• **Exercises**:
A: Can you condense the paragraph beginning "1 - Put on a CD I like" in the guitar practice thread into a short list that keeps its main facts?
B: Could you extend the guitar practice thread with more posts after its last one?

I want to handle that situation better.  So...

1 - Put on a CD I like or make one.  Start it.  As it plays find tonal center, find major or minor, jam pentatonic, find the right two notes to add, play in relevent diatonic scale, probaby minor (add 2 and b6) or major (add 4 and 7) but could be any mode.  Dorian - add 2 and 6 - to pent minor.  Lydian - add #4 and 7 to pent major.  Unless it's bluesy or blues based... then well all that other crap might not matter.

Jam.

Work out easy riffs and rhythms...

2 - Buy one of Justin's set of jam tracks.  Shopping now.  Thinking PR-022 really useful play along tracks.  Get that and do the exact same thing as above.

My practice will be jamming through a set or two of songs picking them up as I go.  Some will pick up easy some will pick up hard.

Shadow

Title: Re: PC-102 • Decide What To Practice
Post by: Nicolás Delgado on January 20, 2013, 12:23:48 am
Hi, today I made a practice routine but I don't know if it's the right one for me.

The routine that I created is:

*Technique: (20 Min)
   - Finger gym -->5 Min
   - Minimum movement --> 10 Min
   - Scale Picking --> 5 Min

*Knowledge: (35 Min)
   - Theory --> 20 Min
   - Notes on the guitar --> 5 Min
   - Scales --> 10 Min

*Transcribing: (1 Hr)
   - Chords --> 15 Min
   - Plucking --> 15 Min
   - Fingerstyle --> 30 Min

*Repertoire: (30 Min)
   - BBQ --> 15 Min
   - Fingerstyle --> 15 Min

*Improvisation: (20 Min)
   - Scales --> 10 Min
   - Melodic percussive fingerstyle --> 10 Min

My long term goal (5 years) is to have a youtube channel with at least 10 songs created by me, and my short term goal (1 Year) is to at least create 1 song. But the problem is that I want to create progressive fingerstyle songs (Candy rat).
Am I on the right path or I need to change somethings?

Thanks
Title: Re: PC-102 • Decide What To Practice
Post by: Drubbing on January 20, 2013, 12:48:10 am
I think you should build your practice schedule around your 1 year goal. Then break that down to the first 6 months.

What you put in your practice schedule is going to change, depending on how you progress. Not sure anyone else can tell you what should go in it.
Title: Re: PC-102 • Decide What To Practice
Post by: GuitarGirl2013 on January 30, 2013, 02:21:19 pm
How do I know what my goal should be?
Title: Re: PC-102 • Decide What To Practice
Post by: Cal on January 31, 2013, 06:25:55 am
How do I know what my goal should be?
Go to PC-101 • Set Goals (http://justinguitar.com/en/PC-101-SetGoals.php).  ;)
Title: Re: PC-102 • Decide What To Practice
Post by: HHT20 on May 28, 2013, 06:43:47 pm
is it advisable to practice two genres in the same practice schedule? for example I am learning the blues. but i also would like to learn jazz. so do i first finish all the lessons on the blues and then move to jazz or can i do it simultaneously?

• **Dataset excerpt**:
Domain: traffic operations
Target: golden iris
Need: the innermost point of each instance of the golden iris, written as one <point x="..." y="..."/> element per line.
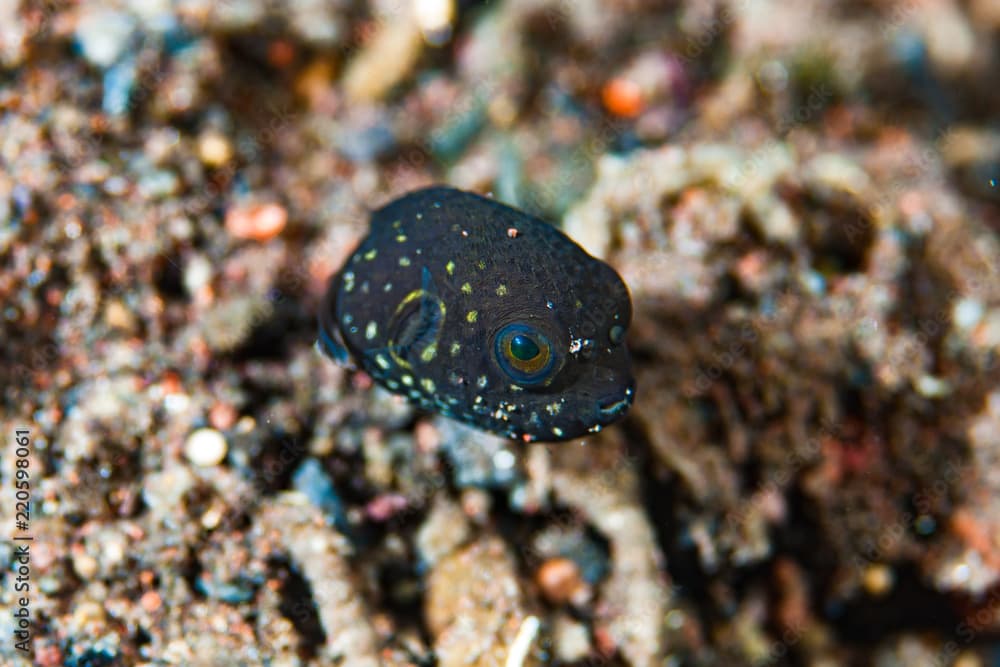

• **Responses**:
A:
- Put on a CD you like, or make one, and start it.
- While it plays, find the tonal center, decide whether it's major or minor, and jam with the pentatonic scale.
- Add the right two notes to play in the relevant diatonic scale. That is probably minor (add 2 and b6) or major (add 4 and 7), but it could be any mode.
- For Dorian, add 2 and 6 to the minor pentatonic.
- For Lydian, add #4 and 7 to the major pentatonic.
- If the music is bluesy or blues based, the rest may not matter.

B:
Title: Re: PC-102 • Decide What To Practice
Post by: justinguitar on May 28, 2013, 07:23:03 pm
I'd work on your blues first hht, cos jazz is a load harder and will require many of the techniques you'll learn in the blues...  you'll enjoy the jazz up your blues series if you are ready for that!! :)
Title: Re: PC-102 • Decide What To Practice
Post by: Nozzer on July 01, 2013, 11:38:35 pm
Basically want to be able to do AC/DC - pref Angus, with a bit of Malcolm thrown in.
I guess I am not the first. Anybody got a practice routine?
have You Shook Me All night Long ok-ish now, but much more to attend to to get the Back In Black album done, then the earlier stuff. Simple ain't easy.

I've been going for lessons for c 1 Year now, but am struggling to put time in to practice. Plus tutor not that into AC/DC - except for Thunderstruck - not one of my favs. Prefer Powerage stuff.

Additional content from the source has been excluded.